Tor Inge Kristoffersen, a guard in the Norwegian capital’s government block, told the court that on July 22 he saw a white van park at the foot of the tower housing the offices of Labour Prime Minister Jens Stoltenberg.
He said he was in the operations centre in the basement of the building and was using surveillance camera images to check whether the van was authorised to be there. “When I was zooming in on the number plate, the car exploded,” he testified, adding that “half of the images disappeared from our screens because the cameras had been destroyed in the explosion.” “There was a huge roar. We were so close that we did not hear a blast, but a roar, and we noticed the shockwave in the ceiling over us,” he said.
Kristoffersen, a former soldier who served in the Middle East and in the Balkans, continued to work in the government district after the attacks, and said the area was like “a war zone.” In the weeks after the bombing and Breivik’s subsequent shooting massacre on the nearby Utoeya island — where he killed another 69 people, mainly teens — many raised questions about how the right-wing extremist could have parked his van so close to Norway’s political nerve centre. In his testimony, Kristoffersen stressed that long-overdue construction was under way to block off traffic in the street outside the government building, but that in the meantime “illegal parking” was frequent in the area.
“We chased cars away from there every day,” he said. Svein Olav Christensen, a government explosives expert, meanwhile told the court that a reenactment and simulations showed that Breivik’s bomb had the energy equivalent of between 400 and 700 kilos (180-320 pounds) of TNT. “The main charge is easy to make,” he said, adding though that “the detonator is more difficult.”
The 33-year-old confessed killer used fertiliser, diesel and aluminium to make his 950-kilo bomb, which killed eight people working in the building and passers-by and injured dozens more. Stoltenberg, who was working from his official residence that day, was not harmed in the attack. Breivik has said his twin attacks were “cruel but necessary” to stop the Labour Party’s “multicultural experiment” and halt the “Muslim invasion” of Norway and Europe.
Police operation chief Thor Langli was also called to testify Tuesday and described the confusion that followed the blast, with contradictory messages suggesting there were two suspects and possibly other bombs ready to go off. “I thought there was a connection,” he said about the moment when he was told about the Utoeya shooting massacre. “I could not conceive that we could be facing several guys like him at the same time,” Langli said, turning towards the accused. As during the first six days of his trial, Breivik, who has confessed to the facts but refused to plead guilty, showed no emotion when faced with details of his bloodbath. He has been charged with “acts of terror” and faces either 21 years in prison — a sentence that could be extended indefinitely if he is still considered a threat to society — or closed psychiatric care, possibly for life.

▶ WORK ITEM A
Say whether each statement agrees with the trial report, answering yes or no and quoting the words that decide it: (i) Kristoffersen was in the basement of the building when the van exploded; (ii) Stoltenberg was inside the government building during the attack; (iii) the explosives expert said the detonator was the easy part of the bomb to make.
▶ WORK ITEM B
Quote the trial report between "Kristoffersen, a former" and "in the area.", inclusive.
The records that come next are separate material and have nothing to do with the trial report.

▶ RECORDED DATA
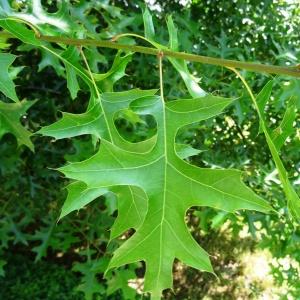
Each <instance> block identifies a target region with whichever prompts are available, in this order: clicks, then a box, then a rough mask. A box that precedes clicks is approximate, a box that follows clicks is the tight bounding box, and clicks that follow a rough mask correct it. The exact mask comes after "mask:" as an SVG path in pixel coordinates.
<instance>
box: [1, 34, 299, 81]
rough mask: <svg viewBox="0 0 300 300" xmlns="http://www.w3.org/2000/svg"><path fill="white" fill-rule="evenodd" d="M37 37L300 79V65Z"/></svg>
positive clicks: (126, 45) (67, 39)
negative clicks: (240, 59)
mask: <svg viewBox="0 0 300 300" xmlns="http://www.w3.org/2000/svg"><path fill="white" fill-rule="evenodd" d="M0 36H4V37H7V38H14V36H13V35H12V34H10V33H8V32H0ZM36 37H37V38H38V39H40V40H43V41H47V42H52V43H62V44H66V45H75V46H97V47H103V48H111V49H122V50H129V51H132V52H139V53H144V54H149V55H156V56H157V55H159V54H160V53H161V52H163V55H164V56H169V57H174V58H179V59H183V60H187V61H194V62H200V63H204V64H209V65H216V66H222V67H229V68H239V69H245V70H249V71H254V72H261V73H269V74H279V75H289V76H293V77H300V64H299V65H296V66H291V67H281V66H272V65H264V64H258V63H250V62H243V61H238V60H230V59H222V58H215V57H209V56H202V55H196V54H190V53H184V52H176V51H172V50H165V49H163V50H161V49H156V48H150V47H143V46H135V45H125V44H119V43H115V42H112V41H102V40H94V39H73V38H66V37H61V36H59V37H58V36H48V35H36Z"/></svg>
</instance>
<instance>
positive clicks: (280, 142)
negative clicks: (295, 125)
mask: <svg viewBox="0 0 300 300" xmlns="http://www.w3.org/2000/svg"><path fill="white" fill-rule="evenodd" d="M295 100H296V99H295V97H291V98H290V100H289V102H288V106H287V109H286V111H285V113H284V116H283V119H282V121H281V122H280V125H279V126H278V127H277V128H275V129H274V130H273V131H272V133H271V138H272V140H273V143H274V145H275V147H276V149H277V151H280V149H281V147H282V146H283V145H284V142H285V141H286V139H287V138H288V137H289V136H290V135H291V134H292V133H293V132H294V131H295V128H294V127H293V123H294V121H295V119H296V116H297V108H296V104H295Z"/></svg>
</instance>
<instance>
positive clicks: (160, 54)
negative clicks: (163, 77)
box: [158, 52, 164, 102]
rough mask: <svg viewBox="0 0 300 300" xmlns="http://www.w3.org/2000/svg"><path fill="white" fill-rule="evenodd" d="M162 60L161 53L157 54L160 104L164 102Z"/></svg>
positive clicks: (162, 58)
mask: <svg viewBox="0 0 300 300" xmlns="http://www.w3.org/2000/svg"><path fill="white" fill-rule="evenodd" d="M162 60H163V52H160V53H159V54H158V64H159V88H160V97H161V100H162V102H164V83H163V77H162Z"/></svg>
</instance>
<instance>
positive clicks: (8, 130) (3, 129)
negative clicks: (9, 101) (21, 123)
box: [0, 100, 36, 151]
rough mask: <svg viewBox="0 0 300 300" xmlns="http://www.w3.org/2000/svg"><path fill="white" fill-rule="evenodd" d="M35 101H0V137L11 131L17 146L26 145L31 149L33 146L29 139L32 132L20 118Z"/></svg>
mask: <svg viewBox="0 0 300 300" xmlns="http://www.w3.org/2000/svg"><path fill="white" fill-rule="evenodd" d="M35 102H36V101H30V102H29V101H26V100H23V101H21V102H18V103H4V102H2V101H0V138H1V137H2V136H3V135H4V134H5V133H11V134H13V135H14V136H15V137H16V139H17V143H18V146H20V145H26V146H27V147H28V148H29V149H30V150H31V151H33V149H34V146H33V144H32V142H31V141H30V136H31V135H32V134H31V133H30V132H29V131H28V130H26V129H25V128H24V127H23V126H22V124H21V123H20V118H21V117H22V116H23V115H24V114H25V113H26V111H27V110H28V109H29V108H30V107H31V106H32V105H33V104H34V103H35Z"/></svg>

▶ ANSWER AREA A
(i) Yes: "he was in the operations centre in the basement of the building"
(ii) No: "Stoltenberg, who was working from his official residence that day, was not harmed in the attack."
(iii) No: "the detonator is more difficult."

▶ ANSWER AREA B
Kristoffersen, a former soldier who served in the Middle East and in the Balkans, continued to work in the government district after the attacks, and said the area was like “a war zone.” In the weeks after the bombing and Breivik’s subsequent shooting massacre on the nearby Utoeya island — where he killed another 69 people, mainly teens — many raised questions about how the right-wing extremist could have parked his van so close to Norway’s political nerve centre. In his testimony, Kristoffersen stressed that long-overdue construction was under way to block off traffic in the street outside the government building, but that in the meantime “illegal parking” was frequent in the area.